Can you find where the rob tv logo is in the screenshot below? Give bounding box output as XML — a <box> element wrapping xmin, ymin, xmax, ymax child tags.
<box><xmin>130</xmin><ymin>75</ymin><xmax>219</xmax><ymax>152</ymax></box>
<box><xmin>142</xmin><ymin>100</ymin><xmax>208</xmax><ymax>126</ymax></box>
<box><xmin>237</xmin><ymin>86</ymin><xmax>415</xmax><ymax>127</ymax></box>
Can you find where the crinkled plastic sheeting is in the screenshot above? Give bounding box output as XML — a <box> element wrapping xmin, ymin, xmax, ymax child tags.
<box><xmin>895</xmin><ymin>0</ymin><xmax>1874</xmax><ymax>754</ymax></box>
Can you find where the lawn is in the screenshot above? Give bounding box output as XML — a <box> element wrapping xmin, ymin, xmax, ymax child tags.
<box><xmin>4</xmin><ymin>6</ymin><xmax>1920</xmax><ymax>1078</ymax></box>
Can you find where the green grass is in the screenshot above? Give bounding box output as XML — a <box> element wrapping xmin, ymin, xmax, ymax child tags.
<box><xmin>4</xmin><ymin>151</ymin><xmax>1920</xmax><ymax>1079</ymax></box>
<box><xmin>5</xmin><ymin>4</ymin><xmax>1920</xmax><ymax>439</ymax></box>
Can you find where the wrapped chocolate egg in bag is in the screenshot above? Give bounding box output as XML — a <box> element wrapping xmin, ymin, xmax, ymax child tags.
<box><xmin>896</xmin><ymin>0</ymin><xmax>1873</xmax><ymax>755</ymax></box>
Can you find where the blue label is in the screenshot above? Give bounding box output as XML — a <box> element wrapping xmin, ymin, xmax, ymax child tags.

Try it: Every line above must be repeated exactly as it appears.

Your response:
Can you find where the rob tv logo is in the screenshot below? Give bounding box output as XML — a <box> element wrapping xmin, ymin, xmax, ymax child tags.
<box><xmin>130</xmin><ymin>75</ymin><xmax>219</xmax><ymax>152</ymax></box>
<box><xmin>142</xmin><ymin>100</ymin><xmax>208</xmax><ymax>126</ymax></box>
<box><xmin>237</xmin><ymin>86</ymin><xmax>415</xmax><ymax>127</ymax></box>
Can you find where the crinkled plastic sheeting is in the screenshot above? Give bounding box output as XML — a <box> element wrapping xmin, ymin, xmax, ymax child tags.
<box><xmin>895</xmin><ymin>0</ymin><xmax>1874</xmax><ymax>754</ymax></box>
Can you find where the lawn is in the screenshot above? Give bounding box output as XML — a <box> element wrapping xmin, ymin, xmax, ymax child tags.
<box><xmin>4</xmin><ymin>6</ymin><xmax>1920</xmax><ymax>1078</ymax></box>
Can you find where the green grass is in the screenshot above? Give bounding box output as XML — a <box> element wrapping xmin, ymin, xmax, ymax child tags.
<box><xmin>4</xmin><ymin>151</ymin><xmax>1920</xmax><ymax>1079</ymax></box>
<box><xmin>5</xmin><ymin>4</ymin><xmax>1920</xmax><ymax>439</ymax></box>
Can you find where the wrapped chocolate egg in bag is in the screenshot above? Give bounding box output as XML — a <box> element wrapping xmin, ymin, xmax, ymax child tags.
<box><xmin>896</xmin><ymin>0</ymin><xmax>1873</xmax><ymax>755</ymax></box>
Can you find where the blue label is in the screenshot above? Give bounding box output as XML — a <box> element wrapping xmin, ymin, xmax, ymax child tags.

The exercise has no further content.